[Opening Records to process section]
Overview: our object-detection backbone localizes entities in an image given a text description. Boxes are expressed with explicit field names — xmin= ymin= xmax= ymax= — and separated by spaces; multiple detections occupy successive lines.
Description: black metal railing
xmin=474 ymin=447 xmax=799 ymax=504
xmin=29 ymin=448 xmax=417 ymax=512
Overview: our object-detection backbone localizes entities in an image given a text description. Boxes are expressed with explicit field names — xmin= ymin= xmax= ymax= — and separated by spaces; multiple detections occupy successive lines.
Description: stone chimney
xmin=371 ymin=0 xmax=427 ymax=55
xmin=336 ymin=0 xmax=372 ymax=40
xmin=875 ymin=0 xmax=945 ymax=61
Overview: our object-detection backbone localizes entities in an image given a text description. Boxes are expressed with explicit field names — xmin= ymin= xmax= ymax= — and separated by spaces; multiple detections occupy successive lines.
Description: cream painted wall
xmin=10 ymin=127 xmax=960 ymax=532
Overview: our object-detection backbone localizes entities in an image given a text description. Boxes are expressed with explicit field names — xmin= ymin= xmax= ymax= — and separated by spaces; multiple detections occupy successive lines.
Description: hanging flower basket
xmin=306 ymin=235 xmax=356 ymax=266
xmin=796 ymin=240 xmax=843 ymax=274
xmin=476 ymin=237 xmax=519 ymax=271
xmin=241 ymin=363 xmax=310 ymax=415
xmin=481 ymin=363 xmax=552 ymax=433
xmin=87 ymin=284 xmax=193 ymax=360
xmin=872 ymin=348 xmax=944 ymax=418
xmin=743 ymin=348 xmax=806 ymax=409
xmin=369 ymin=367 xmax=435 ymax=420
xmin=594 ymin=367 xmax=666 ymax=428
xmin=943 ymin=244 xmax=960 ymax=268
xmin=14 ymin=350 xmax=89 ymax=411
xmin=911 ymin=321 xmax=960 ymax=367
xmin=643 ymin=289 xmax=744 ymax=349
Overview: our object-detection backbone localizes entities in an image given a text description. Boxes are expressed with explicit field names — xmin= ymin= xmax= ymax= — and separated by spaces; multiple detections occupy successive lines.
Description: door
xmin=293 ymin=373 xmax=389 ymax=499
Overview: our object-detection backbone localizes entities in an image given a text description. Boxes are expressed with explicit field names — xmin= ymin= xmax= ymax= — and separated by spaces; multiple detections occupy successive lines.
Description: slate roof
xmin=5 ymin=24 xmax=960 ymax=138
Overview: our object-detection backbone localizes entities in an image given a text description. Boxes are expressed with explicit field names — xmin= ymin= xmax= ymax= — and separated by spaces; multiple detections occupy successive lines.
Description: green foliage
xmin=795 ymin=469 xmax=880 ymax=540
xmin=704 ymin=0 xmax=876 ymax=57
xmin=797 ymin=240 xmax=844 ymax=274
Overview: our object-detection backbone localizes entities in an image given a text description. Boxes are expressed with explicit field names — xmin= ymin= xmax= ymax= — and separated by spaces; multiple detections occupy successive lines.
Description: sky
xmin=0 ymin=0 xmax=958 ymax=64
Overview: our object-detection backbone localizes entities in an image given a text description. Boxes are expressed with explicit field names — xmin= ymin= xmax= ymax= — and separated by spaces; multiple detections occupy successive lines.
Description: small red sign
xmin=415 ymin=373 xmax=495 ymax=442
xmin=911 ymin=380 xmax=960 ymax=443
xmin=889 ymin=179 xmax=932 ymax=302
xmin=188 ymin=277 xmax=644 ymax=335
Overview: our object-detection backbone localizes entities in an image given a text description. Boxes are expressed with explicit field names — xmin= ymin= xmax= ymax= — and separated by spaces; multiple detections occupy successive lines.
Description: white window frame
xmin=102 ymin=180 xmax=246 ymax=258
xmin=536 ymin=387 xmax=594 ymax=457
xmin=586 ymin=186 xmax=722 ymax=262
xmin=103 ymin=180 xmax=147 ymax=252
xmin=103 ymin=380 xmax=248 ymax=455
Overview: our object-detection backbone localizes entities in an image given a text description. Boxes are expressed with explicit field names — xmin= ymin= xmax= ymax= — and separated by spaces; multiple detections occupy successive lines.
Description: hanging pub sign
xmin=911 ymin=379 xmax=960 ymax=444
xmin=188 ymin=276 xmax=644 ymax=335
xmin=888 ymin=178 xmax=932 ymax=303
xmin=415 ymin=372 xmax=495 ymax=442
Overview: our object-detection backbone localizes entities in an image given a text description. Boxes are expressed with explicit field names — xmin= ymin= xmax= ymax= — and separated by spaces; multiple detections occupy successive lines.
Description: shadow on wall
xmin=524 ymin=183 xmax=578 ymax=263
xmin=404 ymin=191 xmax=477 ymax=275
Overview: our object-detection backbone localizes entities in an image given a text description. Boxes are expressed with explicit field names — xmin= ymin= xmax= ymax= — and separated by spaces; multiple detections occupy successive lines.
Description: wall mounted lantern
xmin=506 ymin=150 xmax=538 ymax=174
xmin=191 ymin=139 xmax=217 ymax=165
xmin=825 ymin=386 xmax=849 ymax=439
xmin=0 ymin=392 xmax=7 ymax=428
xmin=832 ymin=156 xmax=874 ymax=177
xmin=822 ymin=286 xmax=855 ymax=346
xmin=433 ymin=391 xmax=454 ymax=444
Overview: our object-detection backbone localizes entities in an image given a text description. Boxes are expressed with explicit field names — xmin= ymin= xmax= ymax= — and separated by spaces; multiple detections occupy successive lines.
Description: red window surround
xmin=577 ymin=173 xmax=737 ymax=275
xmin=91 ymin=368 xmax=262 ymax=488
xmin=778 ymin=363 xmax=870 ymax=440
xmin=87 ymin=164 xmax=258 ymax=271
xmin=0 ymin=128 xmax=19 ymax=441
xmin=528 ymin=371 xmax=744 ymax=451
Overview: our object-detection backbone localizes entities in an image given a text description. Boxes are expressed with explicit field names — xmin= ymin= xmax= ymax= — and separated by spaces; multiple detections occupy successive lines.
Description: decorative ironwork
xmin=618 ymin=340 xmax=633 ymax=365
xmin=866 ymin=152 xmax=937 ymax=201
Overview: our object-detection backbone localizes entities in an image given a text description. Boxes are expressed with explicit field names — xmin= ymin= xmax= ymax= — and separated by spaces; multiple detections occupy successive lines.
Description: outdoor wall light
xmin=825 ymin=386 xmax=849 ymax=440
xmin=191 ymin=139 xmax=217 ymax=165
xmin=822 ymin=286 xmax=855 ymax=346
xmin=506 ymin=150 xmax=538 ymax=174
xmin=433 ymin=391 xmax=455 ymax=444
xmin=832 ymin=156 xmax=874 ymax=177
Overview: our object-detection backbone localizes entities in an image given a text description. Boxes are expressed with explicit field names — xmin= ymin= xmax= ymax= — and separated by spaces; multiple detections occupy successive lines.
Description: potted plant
[Closing Records to process section]
▸ **Instructions for the task**:
Give every record again, exactly as it appears.

▸ **Solution to this problem**:
Overview: our object-detection backbone localizes entities in an image given a text description. Boxes are expressed with explicit field names — xmin= ymin= xmax= ymax= — and separated by spaces; multiple detections occupy successive lines.
Description: black metal railing
xmin=474 ymin=447 xmax=799 ymax=504
xmin=29 ymin=448 xmax=417 ymax=512
Overview: our object-detection backbone localizes entities in an image given a text description. Boxes are expressed with explicit field names — xmin= ymin= xmax= ymax= — and separated by spaces; multiple detections occupy successive lines.
Description: stone chimney
xmin=371 ymin=0 xmax=427 ymax=55
xmin=336 ymin=0 xmax=372 ymax=40
xmin=875 ymin=0 xmax=945 ymax=61
Overview: our object-detection backbone localizes entities in an image given a text description. Boxes are expressed with explicit field names — xmin= ymin= xmax= ymax= — and separated by spaces; multiple detections occupy successive lines.
Description: cream painted wall
xmin=10 ymin=127 xmax=960 ymax=532
Overview: our object-detection backbone localizes entities in an image given a text description. Boxes are expressed with explicit field names — xmin= ymin= xmax= ymax= — and separated by spaces; multiple detections occupy successive lines.
Description: hanging flower basket
xmin=306 ymin=235 xmax=356 ymax=266
xmin=796 ymin=240 xmax=843 ymax=274
xmin=476 ymin=237 xmax=519 ymax=271
xmin=241 ymin=363 xmax=310 ymax=415
xmin=481 ymin=363 xmax=552 ymax=433
xmin=87 ymin=284 xmax=193 ymax=360
xmin=872 ymin=348 xmax=944 ymax=418
xmin=743 ymin=348 xmax=806 ymax=409
xmin=369 ymin=367 xmax=435 ymax=420
xmin=594 ymin=367 xmax=666 ymax=428
xmin=943 ymin=244 xmax=960 ymax=268
xmin=14 ymin=350 xmax=89 ymax=411
xmin=911 ymin=321 xmax=960 ymax=367
xmin=643 ymin=289 xmax=744 ymax=349
Overview: our object-detection backbone localizes entities in an image given a text description. Boxes are expressed with explicit field names — xmin= ymin= xmax= ymax= — and separated by spaces; multiple detections occupy successive lines.
Description: door
xmin=293 ymin=373 xmax=389 ymax=499
Overview: our object-detection backbone localizes entities in an image given a text description. Boxes are expressed with explicit field names — xmin= ymin= xmax= ymax= — and separated by spaces; multiple detections occupy successive lines.
Description: slate roof
xmin=5 ymin=24 xmax=960 ymax=138
Overview: our object-detection backbone localizes entities in an image given a text description. Boxes are expressed with explicit field names — xmin= ymin= xmax= ymax= — and separated by spaces; multiple detections occupy successive lines.
Description: green foliage
xmin=795 ymin=469 xmax=880 ymax=540
xmin=704 ymin=0 xmax=876 ymax=57
xmin=797 ymin=240 xmax=844 ymax=274
Overview: our object-detection backbone localizes entities in an image given a text description. Boxes are expressed with explicit field names — xmin= ymin= xmax= ymax= — and separated by spaces; multiple detections occupy successive lines.
Description: sky
xmin=0 ymin=0 xmax=958 ymax=64
Overview: our object-detection backbone localizes entities in an image given a text description. Boxes are expressed with explicit field names — xmin= ymin= xmax= ymax= — and separated by spaces; multiple detections occupy successive lines.
Description: small red sign
xmin=415 ymin=373 xmax=495 ymax=442
xmin=911 ymin=380 xmax=960 ymax=443
xmin=889 ymin=179 xmax=932 ymax=302
xmin=188 ymin=277 xmax=644 ymax=335
Overview: our object-detection backbone localizes entities in an image given a text description. Boxes are expressed with explicit field names — xmin= ymin= xmax= ymax= — and separated by spaces; multiple detections occupy successive lines.
Description: white window frame
xmin=102 ymin=180 xmax=246 ymax=258
xmin=536 ymin=387 xmax=594 ymax=457
xmin=586 ymin=186 xmax=722 ymax=262
xmin=103 ymin=180 xmax=147 ymax=252
xmin=103 ymin=380 xmax=248 ymax=455
Overview: our object-detection backbone localizes entities in an image given a text description. Boxes are expressed with explicit field names — xmin= ymin= xmax= ymax= — and separated by spaces; multiple detections occupy successive lines.
Description: hanging pub sign
xmin=911 ymin=379 xmax=960 ymax=444
xmin=188 ymin=276 xmax=644 ymax=335
xmin=888 ymin=178 xmax=932 ymax=303
xmin=415 ymin=372 xmax=495 ymax=442
Overview: our object-detection backbone localizes entities in an image given a text description. Boxes are expressed with explicit field names — xmin= ymin= xmax= ymax= — and separated by spaces; multiple detections occupy successive lines.
Description: shadow on wall
xmin=524 ymin=183 xmax=578 ymax=263
xmin=404 ymin=191 xmax=477 ymax=275
Overview: our object-detection backbone localizes entities in an image given a text description. Boxes are expressed with explicit field names — xmin= ymin= xmax= ymax= — and separated by spaces; multiple detections occupy successive lines.
Description: wall mounted lantern
xmin=506 ymin=150 xmax=538 ymax=174
xmin=191 ymin=139 xmax=217 ymax=165
xmin=825 ymin=386 xmax=849 ymax=439
xmin=0 ymin=392 xmax=7 ymax=428
xmin=832 ymin=156 xmax=874 ymax=177
xmin=822 ymin=286 xmax=855 ymax=346
xmin=433 ymin=391 xmax=454 ymax=444
Overview: our object-detection backbone localizes entities in an image given a text description. Boxes are expressed with explicit field names — xmin= ymin= xmax= ymax= — and separated by spaces; multiple detections occupy successive lines.
Description: red window surround
xmin=577 ymin=173 xmax=737 ymax=275
xmin=91 ymin=368 xmax=262 ymax=488
xmin=778 ymin=363 xmax=870 ymax=440
xmin=87 ymin=164 xmax=258 ymax=271
xmin=0 ymin=128 xmax=19 ymax=441
xmin=528 ymin=371 xmax=744 ymax=451
Overview: our object-detection backbone localizes entities in an image given a text description. Boxes are expressed with explicit field names — xmin= ymin= xmax= ymax= — and separated by spaces; multiple detections occupy successive lines.
Description: decorative ironwork
xmin=618 ymin=340 xmax=633 ymax=365
xmin=866 ymin=152 xmax=937 ymax=201
Overview: our object-detection backbone localizes entities in an image given a text description. Boxes are expressed with explicit field names — xmin= ymin= xmax= ymax= — and separated by spaces; multiple detections occupy successive lines.
Description: outdoor wall light
xmin=825 ymin=386 xmax=849 ymax=440
xmin=191 ymin=139 xmax=217 ymax=165
xmin=822 ymin=286 xmax=855 ymax=346
xmin=506 ymin=150 xmax=538 ymax=174
xmin=433 ymin=391 xmax=455 ymax=444
xmin=832 ymin=156 xmax=874 ymax=177
Overview: our object-detection backbone localizes entities in an image given a text description. Boxes are expressed with explicit field names — xmin= ymin= xmax= ymax= — and separated by spaces; multiple detections occupy successive lines.
Description: potted plant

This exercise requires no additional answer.